■ **Task directions**
Below are the entries; output exactly the lines from the one containing "target | label on jar" through the final line, inclusive.
====== Task input ======
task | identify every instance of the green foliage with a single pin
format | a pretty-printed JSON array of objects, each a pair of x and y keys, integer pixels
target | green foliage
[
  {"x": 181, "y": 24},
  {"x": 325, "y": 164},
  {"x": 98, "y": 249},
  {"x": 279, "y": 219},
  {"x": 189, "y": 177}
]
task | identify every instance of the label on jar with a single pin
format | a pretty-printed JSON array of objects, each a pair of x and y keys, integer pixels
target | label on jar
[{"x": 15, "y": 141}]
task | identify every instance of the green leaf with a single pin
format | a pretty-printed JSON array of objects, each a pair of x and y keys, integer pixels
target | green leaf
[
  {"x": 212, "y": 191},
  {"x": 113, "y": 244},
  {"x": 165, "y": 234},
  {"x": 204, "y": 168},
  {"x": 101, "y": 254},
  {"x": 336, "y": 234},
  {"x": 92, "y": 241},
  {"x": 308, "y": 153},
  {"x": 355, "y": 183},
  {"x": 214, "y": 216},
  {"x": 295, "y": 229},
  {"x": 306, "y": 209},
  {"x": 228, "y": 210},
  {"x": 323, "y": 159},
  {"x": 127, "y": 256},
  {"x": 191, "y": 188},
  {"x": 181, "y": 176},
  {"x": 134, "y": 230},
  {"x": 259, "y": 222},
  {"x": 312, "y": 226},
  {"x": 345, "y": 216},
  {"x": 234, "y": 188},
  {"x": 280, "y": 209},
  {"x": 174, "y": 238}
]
======
■ **Exercise output**
target | label on jar
[{"x": 15, "y": 141}]
task | identify every instance of the green leaf with a single pin
format | a pretty-printed JSON array of objects, each a pair of x and y keys, integer pixels
target | green leaf
[
  {"x": 212, "y": 191},
  {"x": 113, "y": 244},
  {"x": 165, "y": 234},
  {"x": 204, "y": 168},
  {"x": 101, "y": 254},
  {"x": 336, "y": 234},
  {"x": 92, "y": 241},
  {"x": 308, "y": 153},
  {"x": 355, "y": 183},
  {"x": 214, "y": 216},
  {"x": 295, "y": 229},
  {"x": 306, "y": 209},
  {"x": 228, "y": 210},
  {"x": 323, "y": 159},
  {"x": 127, "y": 256},
  {"x": 191, "y": 188},
  {"x": 181, "y": 176},
  {"x": 134, "y": 230},
  {"x": 259, "y": 222},
  {"x": 312, "y": 226},
  {"x": 345, "y": 216},
  {"x": 234, "y": 188},
  {"x": 280, "y": 209},
  {"x": 174, "y": 238}
]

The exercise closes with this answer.